* **ОТРЫВОК**:

Рыбалка у Красноселки

Красноселка радовала нас своими дарами и запоминающимися рыбалками. Но иногда случались и неудачные выезды. Решительно не везло в рыбалке ни нам, ни другим рыбакам в пору июльской жары.

Рыбалка у Красноселки
by WaveBreaker@FLICKR.COM

Вода в реке и в заливе темнела, затягивалась у берегов противной желтой пленкой, зацветала. Поплавки удочек часами неподвижно стояли в воде, и водоемы казались вымершими. Ничто не шелохнется в них, не плесканет.

У рыбы свой режим

— Сдохла вся рыба, что ли? — ворчал сердито Валентин.

В один из таких дней от нечего делать я побрела с пустым садком и удочкой с насиженного места в поисках другого, может быть, более удачного. Поднялась на высокий пригорок, глянула с него вниз, на воду, и остолбенела. В неподвижной, цвета чая, воде, насколько охватывал взгляд, стояли косяки сонных, должно быть, обалдевших от зноя рыб. Их спины казались полузатопленными черными щепками различных размеров, от десяти-пятнадцати до тридцати и более сантиметров длиной.

О том, что это были живые рыбы, а не щепки, свидетельствовало легкое, еле заметное с такого расстояния шевеление плавников. Но вот что-то вдруг вспугивало на момент, тревожило это сонное царство. Тогда небольшая часть рыб в одном каком-то месте, вильнув хвостами, ныряла в глубину. Мгновение спустя рыбы снова поднимались к поверхности воды и замирали в неподвижности.

Я как бы заключила в невидимую рамку небольшой участок водной поверхности — от затопленного пня до нависшей над водой ветки на берегу — и принялась считать рыбу в этом воображаемом квадрате. Раз, два, три… десять… двадцать… тридцать… И поразилась тому поистине несметному количеству рыб, которые стояли неподвижно у поверхности воды. А не клюют, паразиты, хоть ты плачь.

После этого мы, наученные горьким опытом, уже не выезжали из дома в такие жаркие дни. Чего ради зря жечь бензин и напрасно прожигать время.

А когда спадала жара, небо затягивали облака и изредка моросил дождь, мы, вдохновленные самыми радужными надеждами, вновь спешили в милую нашему сердцу Красноселку. Как правило, надежды наши оправдывались.

И на рыбалке бывают соседи

Наряду с заезжими как мы рыбаками — «гастролерами», здесь можно было всегда встретить с удочками в руках местных жителей. Особенно часто удили рыбу трое красносельцев. По крайней мере, мы заставали их на облюбованных ими местах в каждый свой приезд. Были это старик и старушка, как выяснилось — супружеская чета. Которой на двоих перевалило уже за полтора века. А еще пожилой мужичок лет примерно пятидесяти с приличным довеском.

Старушка обычно сидела на берегу, неподалеку от того места, где мы ставили свою машину. Ее супруг уплывал на деревянной лодчонке за поворот и удил рыбу на глубине. А мужичок, которому было, на мой взгляд, под шестьдесят, перебирался на противоположный берег на сомнительном плавучем средстве, сооруженном из накачанной автомобильной камеры, перетянутой в нескольких местах веревкой. Внутри камеры, видимо, было устроено какое-то днище, так как отважный «водоплаватель» сидел на нем сам, да еще рядом с ним стояло голубое полиэтиленовое ведро, из которого торчал пучок удочек.

* **ФОРМУЛИРОВКА ЗАДАЧИ 1**: Воспроизведите без изменений все строки записей от строки, содержащей «for the framed», до самого конца записей включительно. Изображения в ответ не включайте.

* **ПРЕДСТАВЛЕННЫЙ МАТЕРИАЛ**:
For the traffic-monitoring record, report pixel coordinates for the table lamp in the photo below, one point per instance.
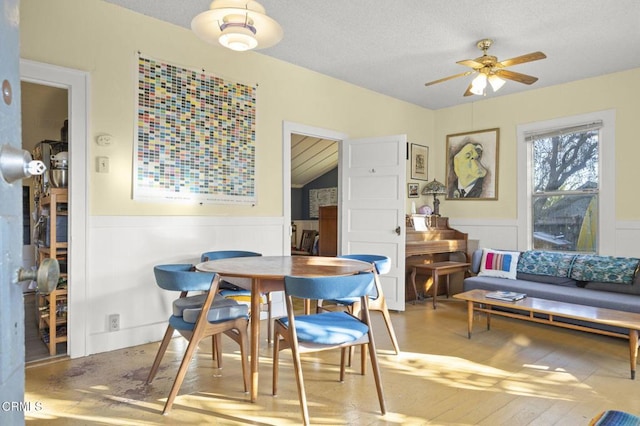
(435, 188)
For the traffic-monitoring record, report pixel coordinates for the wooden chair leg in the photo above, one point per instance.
(276, 360)
(217, 346)
(163, 348)
(243, 337)
(182, 371)
(269, 319)
(302, 396)
(390, 330)
(376, 372)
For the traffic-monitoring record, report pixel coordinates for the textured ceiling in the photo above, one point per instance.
(395, 47)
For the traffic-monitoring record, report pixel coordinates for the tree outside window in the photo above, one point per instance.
(565, 173)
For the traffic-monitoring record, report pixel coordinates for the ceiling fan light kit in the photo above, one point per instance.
(238, 25)
(490, 70)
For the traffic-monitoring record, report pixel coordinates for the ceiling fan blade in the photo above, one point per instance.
(451, 77)
(535, 56)
(471, 64)
(468, 92)
(516, 76)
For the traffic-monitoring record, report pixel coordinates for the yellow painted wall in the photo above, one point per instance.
(614, 91)
(103, 39)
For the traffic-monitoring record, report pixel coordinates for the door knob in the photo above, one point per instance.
(46, 276)
(16, 164)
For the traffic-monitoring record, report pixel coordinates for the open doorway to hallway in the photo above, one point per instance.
(314, 190)
(292, 132)
(45, 113)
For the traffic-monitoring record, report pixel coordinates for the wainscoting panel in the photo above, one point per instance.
(496, 234)
(122, 253)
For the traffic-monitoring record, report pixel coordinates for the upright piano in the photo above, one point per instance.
(438, 243)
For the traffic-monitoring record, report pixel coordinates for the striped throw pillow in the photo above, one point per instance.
(500, 264)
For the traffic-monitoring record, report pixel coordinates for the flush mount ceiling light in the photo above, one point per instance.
(238, 25)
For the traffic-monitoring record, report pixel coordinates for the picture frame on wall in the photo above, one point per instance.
(419, 161)
(413, 190)
(472, 165)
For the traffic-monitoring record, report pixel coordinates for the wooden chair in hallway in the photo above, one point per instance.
(325, 330)
(306, 243)
(198, 317)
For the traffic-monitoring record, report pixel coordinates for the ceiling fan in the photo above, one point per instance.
(491, 71)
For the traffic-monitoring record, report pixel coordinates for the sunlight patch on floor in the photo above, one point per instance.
(456, 372)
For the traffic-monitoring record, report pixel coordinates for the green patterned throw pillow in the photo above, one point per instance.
(607, 269)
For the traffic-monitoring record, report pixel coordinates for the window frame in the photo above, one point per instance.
(606, 196)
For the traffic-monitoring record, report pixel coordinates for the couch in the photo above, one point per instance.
(584, 279)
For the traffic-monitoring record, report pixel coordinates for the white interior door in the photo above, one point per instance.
(372, 177)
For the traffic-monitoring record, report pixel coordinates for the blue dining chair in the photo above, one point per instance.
(237, 293)
(325, 330)
(197, 317)
(377, 301)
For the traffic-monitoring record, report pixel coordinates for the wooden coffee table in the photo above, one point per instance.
(437, 269)
(548, 310)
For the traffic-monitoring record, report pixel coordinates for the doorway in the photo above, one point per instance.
(45, 115)
(77, 85)
(291, 132)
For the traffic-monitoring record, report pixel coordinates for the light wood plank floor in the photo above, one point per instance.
(516, 374)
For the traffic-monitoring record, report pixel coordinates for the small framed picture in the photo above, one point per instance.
(419, 161)
(412, 189)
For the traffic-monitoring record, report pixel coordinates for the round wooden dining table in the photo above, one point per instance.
(267, 274)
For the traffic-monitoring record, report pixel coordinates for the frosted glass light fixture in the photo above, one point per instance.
(237, 25)
(478, 84)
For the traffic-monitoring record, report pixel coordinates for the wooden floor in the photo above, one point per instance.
(518, 373)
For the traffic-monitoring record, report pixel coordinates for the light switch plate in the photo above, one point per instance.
(102, 164)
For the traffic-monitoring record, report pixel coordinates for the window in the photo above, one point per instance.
(565, 185)
(567, 202)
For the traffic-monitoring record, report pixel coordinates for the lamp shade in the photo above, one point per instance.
(434, 188)
(237, 24)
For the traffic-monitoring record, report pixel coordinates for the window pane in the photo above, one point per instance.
(565, 222)
(566, 162)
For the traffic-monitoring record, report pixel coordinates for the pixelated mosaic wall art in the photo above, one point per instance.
(195, 136)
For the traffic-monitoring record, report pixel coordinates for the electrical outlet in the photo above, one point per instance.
(114, 322)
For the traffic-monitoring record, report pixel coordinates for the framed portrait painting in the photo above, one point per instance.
(419, 161)
(413, 190)
(472, 165)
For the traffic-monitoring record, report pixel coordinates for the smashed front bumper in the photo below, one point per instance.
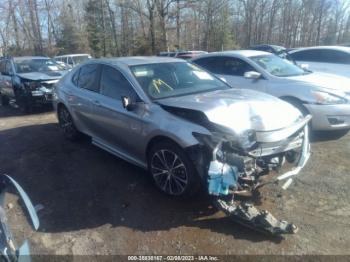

* **ФОРМУЛИРОВКА ЗАДАЧИ 2**: Напишите продолжение рассказа о рыбалке у Красноселки, начиная сразу после его последнего предложения.

* **ОТВЕТ НА ЗАДАНИЕ 1**:
For the traffic-monitoring record, report pixel coordinates for the framed portrait painting in the photo above, one point per instance.
(419, 161)
(413, 190)
(472, 165)
For the traffic-monitoring record, report pixel coordinates for the smashed front bumper in the photo below, one point per instance.

* **ОТВЕТ НА ЗАДАНИЕ 2**:
Мы с Валентином привыкли ко всем троим настолько, что при встрече здоровались с ними как с добрыми знакомыми. Все трое, включая старушку, нещадно дымили самосадом.

— От комаров хорошо помогает дым, — пояснила мне Митревна (как называл ее муж). — А ты не куришь?

— Нет, — улыбалась я в ответ.

— Худо. Тогда хоть костерок какой-никакой сообрази, а нет — сожрут кровопивцы начисто.

— Ладно, посмотрю, — обещала я. И, конечно, интересовалась: — Как клев?

— А ничо, терпимо. Мы с дедом тоже недавно сели. Но с пяток карасиков я уже вытянула… Хорошие, грамм по пятьсот. А один сорвался: здоровенный, килограмма полтора, наверное, весом. Ну, может, килограмм.

— Жалко, — сочувствую я бабушке.

А сама думаю о том, что это всегда так у нас, рыбаков: самая большая рыба та, что сорвалась… У писателя Рытхэу я когда-то прочла и запомнила фразу: «Самый красивый тот корабль, который проходит мимо». Вот и с сорвавшейся с крючка рыбой дело обстоит так же.

Я уплывала на своей лодочке в полюбившийся мне заливчик, но все трое красносельских рыболовов оказывались в поле моего зрения. Митревна и ее дедок ловили рыбу молчком. А обладатель надутой автомобильной камеры молча не мог посидеть и нескольких минут. Если у него клевало, он радостно приветствовал каждую выловленную рыбку. То и дело слышалось:

— Ах ты, красавец какой, идрит тя в корень! Ждал я тебя, а как же! Вот ты и приплыл. Молодцом. Ступай в ведерко. — А немного погодя слышалось еще: — Ты чего, сопливый такой, шляесси без мамки-папки? Сигай-ка в воду, да без родителев не возвращайся.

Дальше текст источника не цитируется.